Present all of the data below as a numbered list, omitting blank lines and leaving out the pictures.

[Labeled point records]
==================================================
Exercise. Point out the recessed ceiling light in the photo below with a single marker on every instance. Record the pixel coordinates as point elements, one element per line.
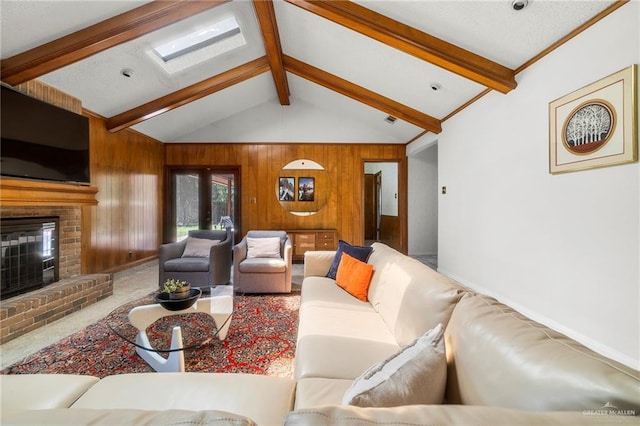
<point>518,5</point>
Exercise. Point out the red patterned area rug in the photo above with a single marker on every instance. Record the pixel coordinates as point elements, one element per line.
<point>261,340</point>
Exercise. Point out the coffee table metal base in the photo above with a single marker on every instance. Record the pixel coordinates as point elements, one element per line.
<point>219,306</point>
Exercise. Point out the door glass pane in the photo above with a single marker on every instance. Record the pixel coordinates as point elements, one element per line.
<point>187,206</point>
<point>222,200</point>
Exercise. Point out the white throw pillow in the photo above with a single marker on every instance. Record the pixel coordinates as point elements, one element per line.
<point>198,247</point>
<point>263,247</point>
<point>417,374</point>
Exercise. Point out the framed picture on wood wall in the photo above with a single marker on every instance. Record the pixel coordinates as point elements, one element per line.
<point>595,126</point>
<point>306,189</point>
<point>286,189</point>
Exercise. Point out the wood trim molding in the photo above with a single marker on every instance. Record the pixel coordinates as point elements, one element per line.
==================================================
__Solution to this exercise__.
1. Exercise. Point out the recessed ceiling light in the photo below with a single marker on every instance. Record the pixel coordinates as point elements, one element per line.
2. <point>518,5</point>
3. Exercise. Point out the red patterned area rug in the photo above with a single marker on every instance. Record the pixel coordinates as point elements, one element per line.
4. <point>261,340</point>
5. Exercise. Point out the coffee table metal base in the photo above with a single marker on every instance. Record the pixel coordinates as point elements, one element per line.
6. <point>219,306</point>
7. Exercise. Point out the door glass pane in the photo above with a single marker on every instance. Record the pixel coordinates as point elements, one element per line.
8. <point>187,206</point>
9. <point>222,200</point>
10. Exercise. Point out the white throw pillow in the photo above with a single marker on every instance. Record the pixel coordinates as point elements, one element per line.
11. <point>198,247</point>
12. <point>263,247</point>
13. <point>417,374</point>
14. Exercise. Point out the framed picture on wood wall in the photo above with a single marker on every instance. Record the pixel coordinates as point elements, one element per line.
15. <point>595,126</point>
16. <point>306,189</point>
17. <point>286,189</point>
18. Exercise. Point out the wood trim molding in the photo above with a single marker on every instance. Record the pixel coordinates as point elements, one element per line.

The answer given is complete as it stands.